▸ **To do**:
• 1. Reproduce the housing market article starting with "But there are" and going on through "comparison website Canstar.", substituting "borrower" for "mortgage owner".
• 2. Summarize the article on housing market figures in two sentences.
• 3. Continue the article on housing market figures from the point at which it stops.

(Passage provided begins)

Three other figures impacting the housing market

There’s a lot happening in the property market right now, and you’d be forgiven for thinking the news was all about property prices.

Declines in values ​​are an important story, to be sure, with values ​​going backwards over August in all but seven of the 41 regions CoreLogic tracks.

But there are several other economic indicators that reveal what’s happening with property.

Rising interest rates are putting the squeeze on households

The Reserve Bank has been hiking the official interest rate since May, with the latest 0.5 per cent increase taking the official rate to 2.35 per cent.

The latest increases mean that a mortgage owner who bought at the current regional Australia median price of $623,011 could be up for an additional $150 a month in repayments, according to analysis from comparison website Canstar.

Dr Paul Mazzola, a lecturer in banking and finance in the School of Business at the University of Wollongong, said that predicting when the RBA would stop hiking rates was a “guessing game”.

“That’s the big question that no one can answer. And the reason for that is because it takes several months before the impact of the rate rises flows through to the economy. We’re still yet to feel the impact on spending from the May to August increases,” he said.

Dr. Mazzola said that the jump in rates would likely lead to a rise in mortgage defaults, with those on low incomes set to suffer the most.

“Yes, there will naturally be more defaults – the big question is the extent to which those defaults will occur. That’s a little hard to predict at this point.

“Banks have been coming out saying they’re not overly concerned by the rate of defaults – banks normally expect defaults in any given year. So I think we just have to wait and watch closely. But I do expect an increase in defaults, particularly in the lower socio-economic areas,” he said.

Home lending is falling

Fewer people are seeking out new mortgages, with lending for properties slipping since the Reserve Bank of Australia started hiking the cash rate in May.

The fall in new lending was felt across several different groups of borrowers, including first-home buyers and investors, according to the latest figures from the Australian Bureau of Statistics released in July.

(Passage provided ends)
(Information supplied begins)

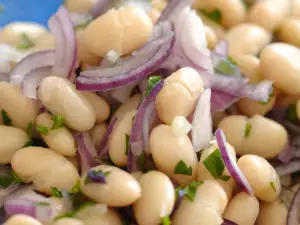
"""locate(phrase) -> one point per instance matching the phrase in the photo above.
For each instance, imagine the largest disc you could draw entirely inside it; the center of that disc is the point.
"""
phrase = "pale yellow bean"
(45, 168)
(157, 200)
(97, 133)
(243, 209)
(60, 97)
(279, 62)
(12, 139)
(169, 149)
(20, 109)
(126, 30)
(261, 176)
(274, 213)
(254, 39)
(178, 95)
(121, 189)
(60, 140)
(100, 106)
(117, 139)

(Information supplied ends)

▸ **Answers below**:
• 1.
But there are several other economic indicators that reveal what’s happening with property.

Rising interest rates are putting the squeeze on households

The Reserve Bank has been hiking the official interest rate since May, with the latest 0.5 per cent increase taking the official rate to 2.35 per cent.

The latest increases mean that a borrower who bought at the current regional Australia median price of $623,011 could be up for an additional $150 a month in repayments, according to analysis from comparison website Canstar.

• 2. Although declining property values are an important story, with values falling over August in all but seven of the 41 regions CoreLogic tracks, several other economic indicators also reveal what is happening with property. Rising interest rates are squeezing households and are expected to bring more mortgage defaults, particularly in lower socio-economic areas, while lending for properties has slipped since the Reserve Bank of Australia began raising the cash rate in May.

• 3.
“The value of loans to investors fell by 11.2 per cent to their weakest month in over a year. This was followed by a 9.5 per cent decline for first home buyers, to their lowest level in over two years, and a 6.3 per cent decline for other owner occupiers. There was also a 3.3 per cent decline in lending for renovations,” Housing Industry Association economist Tom Devitt said.

“Loans for the construction or purchase of new houses fell by 4.0 per cent in July, highlighting the impact of the recent increases in the RBA’s cash rate,” he added.

Migration to the regions is moderating

The pace of migration to the regions from capital cities has slowed from its peak during the middle of the COVID-19 pandemic, indicating demand for regional properties has passed its peak.

The number of people moving from capital cities to regions fell by 16.5 percent during the June quarter, according to the latest release of the Regional Australia Institute’s Regional Movers Index.

At the same time, the proportion of regional residents making the move to a capital city has returned to pre-pandemic levels.

“The resumption of these outflows, combined with the reduced inflows to regions, has been driving net migration to regions lower. Net migration to regions in the June 2022 quarter fell significantly, down by 35.1 per cent to be 41.1 per cent lower than a year earlier,” the latest Regional Movers Index report states.

Commonwealth Bank Regional and Agribusiness executive general manager Paul Fowler said that while the number of people moving to the regions had softened, demand for housing still outstripped supply.

“In Geelong [for example] there are ten times as many jobs as houses,” he said.